● **What to produce**: Edit the rows from the line with "Instruction: examine the provided photo and detect the stainless" to the line with "[280,180,320,216]" by replacing "refrigerator" with "fridge", and give those lines back with nothing else changed.

● **Entries supplied**:
--*--
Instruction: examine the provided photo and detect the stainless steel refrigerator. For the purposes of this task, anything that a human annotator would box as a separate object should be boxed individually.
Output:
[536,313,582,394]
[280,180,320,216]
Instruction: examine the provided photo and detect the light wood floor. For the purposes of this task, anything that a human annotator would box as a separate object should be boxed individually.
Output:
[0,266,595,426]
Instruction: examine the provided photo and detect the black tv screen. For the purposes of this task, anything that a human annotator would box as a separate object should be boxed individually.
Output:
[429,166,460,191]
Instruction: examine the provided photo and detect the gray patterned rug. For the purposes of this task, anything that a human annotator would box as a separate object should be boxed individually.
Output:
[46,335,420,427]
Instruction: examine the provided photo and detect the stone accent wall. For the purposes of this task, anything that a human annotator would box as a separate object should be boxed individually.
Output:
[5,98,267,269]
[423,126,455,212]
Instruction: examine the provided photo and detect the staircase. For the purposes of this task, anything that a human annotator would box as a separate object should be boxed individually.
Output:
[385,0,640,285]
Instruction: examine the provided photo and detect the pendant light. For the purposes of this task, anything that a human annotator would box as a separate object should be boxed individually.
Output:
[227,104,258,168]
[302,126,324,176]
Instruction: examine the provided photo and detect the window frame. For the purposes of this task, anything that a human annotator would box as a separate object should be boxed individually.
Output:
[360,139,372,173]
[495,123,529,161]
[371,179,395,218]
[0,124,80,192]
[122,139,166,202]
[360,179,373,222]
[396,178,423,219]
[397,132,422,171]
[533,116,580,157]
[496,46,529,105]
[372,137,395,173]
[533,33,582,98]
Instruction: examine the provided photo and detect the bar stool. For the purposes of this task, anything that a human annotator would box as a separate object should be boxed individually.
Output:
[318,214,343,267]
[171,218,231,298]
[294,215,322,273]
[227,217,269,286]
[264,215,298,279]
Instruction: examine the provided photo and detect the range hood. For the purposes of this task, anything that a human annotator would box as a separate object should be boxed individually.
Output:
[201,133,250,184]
--*--
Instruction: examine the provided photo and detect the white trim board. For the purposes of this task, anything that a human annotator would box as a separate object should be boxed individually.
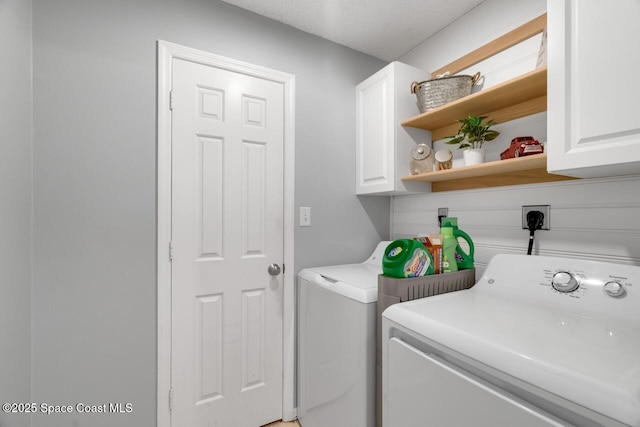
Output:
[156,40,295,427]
--*--
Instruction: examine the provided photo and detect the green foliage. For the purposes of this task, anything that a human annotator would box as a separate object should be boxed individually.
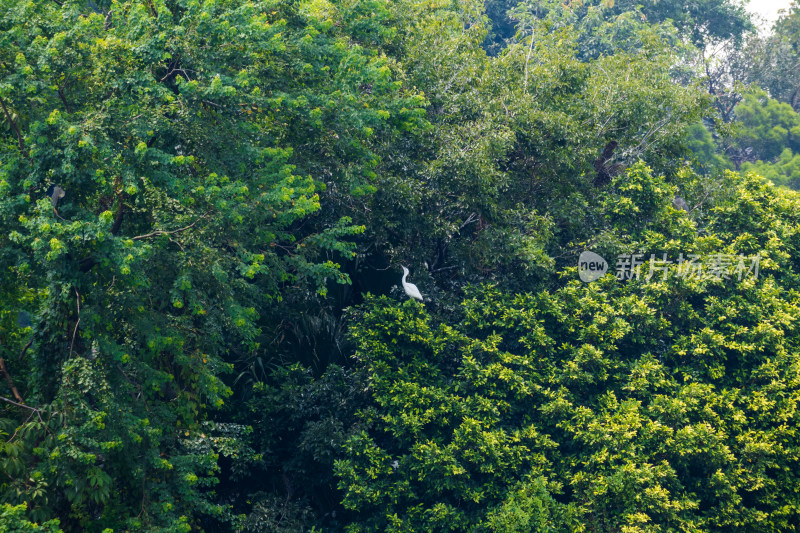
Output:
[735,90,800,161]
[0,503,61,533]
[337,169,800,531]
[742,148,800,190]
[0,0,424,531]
--*--
● **Written response**:
Instruction: examine the provided photo and detect the stainless steel fridge. For the purposes of this task, anything that a human annotator would box as a separate object should be boxed individually.
Output:
[536,313,582,394]
[280,180,320,216]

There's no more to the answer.